According to the text on decentralized exchanges, which pricing formula does Minswap V1 use?
--- Reading text ---
TLDR: this article written in collaboration with Cardano Spot and part of the Stableswap Education campaign delves into the problems that Stableswaps solve. It also describes the current Stablecoins on Cardano, demonstrating how the Minswap Stableswap will strongly benefit Cardano DeFi.
Exchanges form the bedrock of any financial stack and are crucial to the efficient flow of value. Decentralized Exchanges (DEXs) take the functionality of an exchange and add to it properties of censorship resistance, decentralization, permissionless nature, and security by allowing the trading of tokens without any intermediaries.
In Traditional Finance, Order Books are commonly used for trading. A vital drawback is that they require matching buyers and sellers. In a market with low liquidity and volume, they depend highly on specialized market makers or suffer from high wait times. Automated Market Makers introduce a Liquidity Pool concept, allowing users to add assets to a Smart Contract against which traders can trade. This turns holders into passive market makers, allowing communities and projects to bootstrap markets in a permissionless way.
Liquidity Pools don’t necessarily require providers to set prices like order books; these prices are found internally based on an algorithm. Automated Market Makers (AMMs) have an algorithm to find prices to quote to traders and discover prices internally. There are various types, the most famous being the Constant Product Market Maker (CPMM) formula popularized by Uniswap and used by Minswap V1. It follows the equation: x * y = k, where x represents the amount of one asset in the Liquidity Pool, y represents the amount of the other asset, and k is a constant value.
--- Record list ---
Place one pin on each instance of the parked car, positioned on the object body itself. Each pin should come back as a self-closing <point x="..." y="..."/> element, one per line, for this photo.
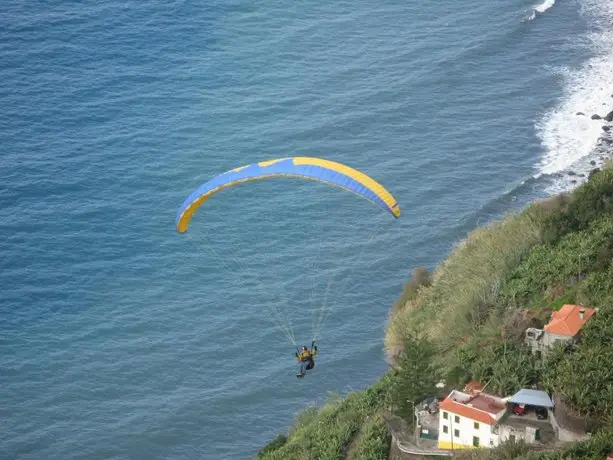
<point x="541" y="413"/>
<point x="519" y="409"/>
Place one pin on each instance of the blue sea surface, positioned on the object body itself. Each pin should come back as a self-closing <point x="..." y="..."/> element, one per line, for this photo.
<point x="121" y="338"/>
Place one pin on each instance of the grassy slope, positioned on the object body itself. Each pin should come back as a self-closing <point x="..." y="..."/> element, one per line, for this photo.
<point x="473" y="311"/>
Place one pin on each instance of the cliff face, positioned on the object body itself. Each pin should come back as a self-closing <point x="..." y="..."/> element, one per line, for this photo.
<point x="467" y="319"/>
---
_Written reply_.
Minswap V1 uses the Constant Product Market Maker (CPMM) formula, x * y = k.